== YOUR ASSIGNMENT ==
Nothing but the text of the listing, repeated exactly, belongs in the answer; leave the images out.

- Opening Delimiter -

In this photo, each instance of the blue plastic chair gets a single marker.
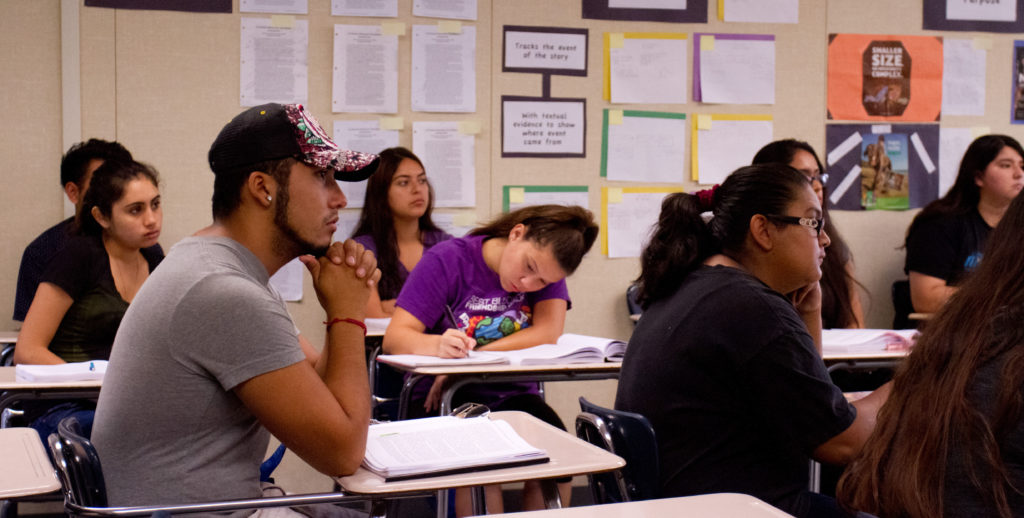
(628, 435)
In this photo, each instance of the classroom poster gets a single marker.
(882, 166)
(974, 15)
(885, 78)
(1017, 73)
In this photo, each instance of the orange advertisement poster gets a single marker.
(885, 78)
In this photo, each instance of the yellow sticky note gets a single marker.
(392, 123)
(707, 42)
(283, 20)
(464, 219)
(616, 40)
(614, 195)
(517, 195)
(469, 127)
(393, 29)
(450, 26)
(704, 122)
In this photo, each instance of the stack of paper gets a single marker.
(866, 340)
(569, 349)
(432, 446)
(82, 371)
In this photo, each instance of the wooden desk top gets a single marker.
(569, 456)
(7, 382)
(722, 504)
(27, 469)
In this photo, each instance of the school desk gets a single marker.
(568, 455)
(27, 469)
(463, 375)
(722, 504)
(12, 390)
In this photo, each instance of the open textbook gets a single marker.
(842, 341)
(433, 446)
(82, 371)
(569, 349)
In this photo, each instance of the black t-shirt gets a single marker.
(733, 386)
(947, 247)
(82, 269)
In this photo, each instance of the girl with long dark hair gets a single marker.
(946, 239)
(949, 442)
(841, 305)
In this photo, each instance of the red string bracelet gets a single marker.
(353, 321)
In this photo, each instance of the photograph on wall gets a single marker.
(1017, 117)
(884, 173)
(974, 15)
(679, 11)
(881, 166)
(885, 78)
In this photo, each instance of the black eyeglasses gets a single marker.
(814, 223)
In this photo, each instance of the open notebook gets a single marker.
(444, 445)
(82, 371)
(845, 341)
(570, 348)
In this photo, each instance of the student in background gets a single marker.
(726, 360)
(946, 239)
(840, 298)
(395, 224)
(949, 442)
(76, 171)
(505, 286)
(87, 286)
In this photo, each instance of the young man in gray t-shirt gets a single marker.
(207, 361)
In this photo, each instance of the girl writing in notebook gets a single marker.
(725, 361)
(949, 442)
(87, 287)
(395, 224)
(505, 286)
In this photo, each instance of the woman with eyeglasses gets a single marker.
(840, 296)
(946, 239)
(730, 344)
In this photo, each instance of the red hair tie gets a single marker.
(705, 198)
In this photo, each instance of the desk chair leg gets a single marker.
(552, 500)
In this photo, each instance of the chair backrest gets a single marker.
(628, 435)
(78, 464)
(902, 306)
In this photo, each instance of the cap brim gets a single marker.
(364, 170)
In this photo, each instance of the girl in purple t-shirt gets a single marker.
(505, 285)
(395, 224)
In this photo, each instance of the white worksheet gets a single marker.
(366, 71)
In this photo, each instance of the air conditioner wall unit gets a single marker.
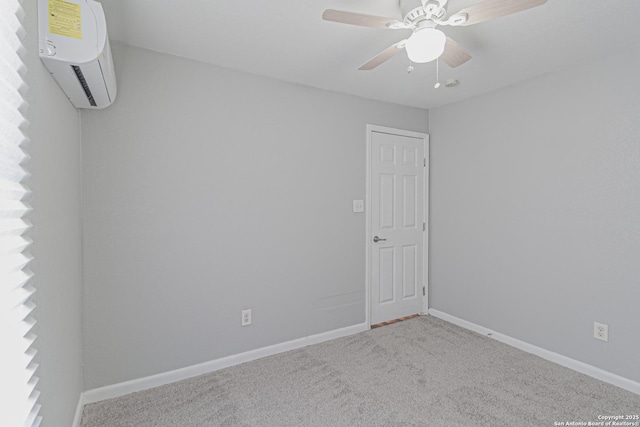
(74, 46)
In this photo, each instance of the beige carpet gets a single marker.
(420, 372)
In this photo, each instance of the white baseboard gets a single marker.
(78, 415)
(565, 361)
(117, 390)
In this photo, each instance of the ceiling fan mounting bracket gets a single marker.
(429, 10)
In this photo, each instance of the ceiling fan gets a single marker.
(427, 43)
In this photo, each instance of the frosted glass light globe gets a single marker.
(425, 45)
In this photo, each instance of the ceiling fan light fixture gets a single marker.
(425, 45)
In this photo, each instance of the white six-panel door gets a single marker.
(396, 232)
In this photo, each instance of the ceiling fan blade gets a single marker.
(491, 9)
(454, 54)
(383, 56)
(360, 19)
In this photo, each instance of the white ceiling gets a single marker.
(288, 40)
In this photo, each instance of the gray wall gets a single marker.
(55, 185)
(535, 208)
(206, 191)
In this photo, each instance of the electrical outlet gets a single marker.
(246, 317)
(600, 331)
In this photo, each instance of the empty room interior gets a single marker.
(212, 245)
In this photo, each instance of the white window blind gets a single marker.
(18, 395)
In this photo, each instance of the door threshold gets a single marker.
(389, 322)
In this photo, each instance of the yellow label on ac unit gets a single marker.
(65, 18)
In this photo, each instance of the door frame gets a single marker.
(425, 235)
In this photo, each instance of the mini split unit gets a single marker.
(74, 46)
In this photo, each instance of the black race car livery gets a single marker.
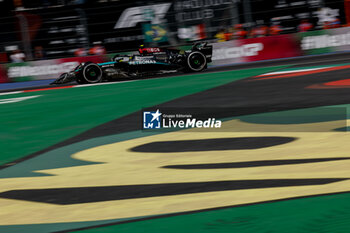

- Closing Delimiter -

== RESPONSE ==
In this photo, each instance of the blue plastic chair gets a single marker.
(628, 435)
In this photo, each instance of the classroom poster gets a single marker.
(882, 166)
(974, 15)
(885, 78)
(1017, 73)
In this photo, each instance of the orange advertisement poster gets a single marker.
(885, 78)
In this photo, each instance of the yellow sticky note gets a single marker.
(392, 123)
(707, 42)
(283, 20)
(464, 219)
(616, 40)
(614, 195)
(517, 195)
(469, 127)
(393, 29)
(450, 26)
(704, 122)
In this photo, each instance of the stack of paper gets a single marker.
(866, 340)
(569, 349)
(432, 446)
(82, 371)
In this photo, each instance of the wooden desk top gets a single marker.
(569, 456)
(7, 382)
(722, 504)
(27, 469)
In this photo, each instance of the school desk gets a single marker.
(568, 455)
(27, 469)
(463, 375)
(722, 504)
(12, 390)
In this photo, each instance of the open textbook gets a single marker.
(842, 341)
(433, 446)
(82, 371)
(569, 349)
In this photo, each instance of the black t-shirt gets a single marker.
(733, 386)
(947, 247)
(82, 269)
In this photo, each instance of the girl with long dark hair gets a single marker.
(946, 239)
(949, 442)
(841, 305)
In this photo, each instance of the red string bracelet gets a single marker.
(353, 321)
In this photo, each instance of the photograph on wall gets a single marker.
(1017, 117)
(884, 173)
(974, 15)
(679, 11)
(881, 166)
(885, 78)
In this photo, each instance of the black eyeglasses gets a single marker.
(814, 223)
In this photo, each instance of the open notebook gets a single marker.
(444, 445)
(82, 371)
(845, 341)
(570, 348)
In this photo, each instance of the student in background gets a single marker.
(726, 360)
(946, 239)
(840, 298)
(395, 224)
(949, 442)
(76, 171)
(505, 286)
(87, 286)
In this photo, each instance of the young man in gray t-shirt gets a single marker.
(207, 361)
In this photo, each instance of the girl writing in notebook gets a single marker.
(725, 361)
(949, 442)
(87, 287)
(395, 224)
(505, 286)
In this photo, each instance of the woman with eyeglasses gets a single marker.
(840, 296)
(946, 239)
(730, 344)
In this photo, each instance of the red hair tie gets a single marker.
(705, 198)
In this photo, each instance of the desk chair leg gets a single marker.
(552, 500)
In this photo, each instance of the chair backrest gets a single marker.
(628, 435)
(78, 464)
(902, 306)
In this photo, each instance of the cap brim gets a single marker.
(364, 170)
In this photo, each instance of the girl in purple t-shirt gets a single marker.
(505, 285)
(395, 224)
In this photo, each instance of the white worksheet gets a single marker.
(366, 71)
In this photo, each instance of the air conditioner wall unit gets a single marker.
(74, 46)
In this photo, each instance of the beige carpet gets a single marker.
(420, 372)
In this photo, each instance of the white baseboard gets a single marker.
(78, 415)
(565, 361)
(117, 390)
In this photo, each instance of the ceiling fan mounting bracket gets a single marker.
(429, 10)
In this photo, each instance of the ceiling fan gets a single marker.
(427, 43)
In this photo, each instance of the frosted glass light globe gets a single marker.
(425, 45)
In this photo, each instance of the ceiling fan light fixture gets a single marker.
(425, 45)
In this photo, each instance of the white six-panel door gets a single marker.
(396, 232)
In this photo, each instance of the ceiling fan blade gets a single marker.
(491, 9)
(454, 54)
(383, 56)
(360, 19)
In this photo, each instance of the white ceiling gets a single marker.
(288, 40)
In this photo, each instance of the gray wall gets a single marker.
(55, 185)
(535, 208)
(206, 191)
In this photo, each instance of the electrical outlet gets a single marker.
(246, 317)
(600, 331)
In this photo, each instance of the empty room interior gets a single marker.
(212, 245)
In this photo, each instance of the white window blind gets a single marker.
(18, 395)
In this photo, each instance of the door threshold gets a single marker.
(389, 322)
In this photo, each instance of the yellow label on ac unit gets a single marker.
(65, 18)
In this photo, each instance of the door frame gets a single marker.
(425, 235)
In this photo, each instance of the mini split unit gets a single marker.
(74, 46)
In this photo, each instance of the black race car livery gets a single marker.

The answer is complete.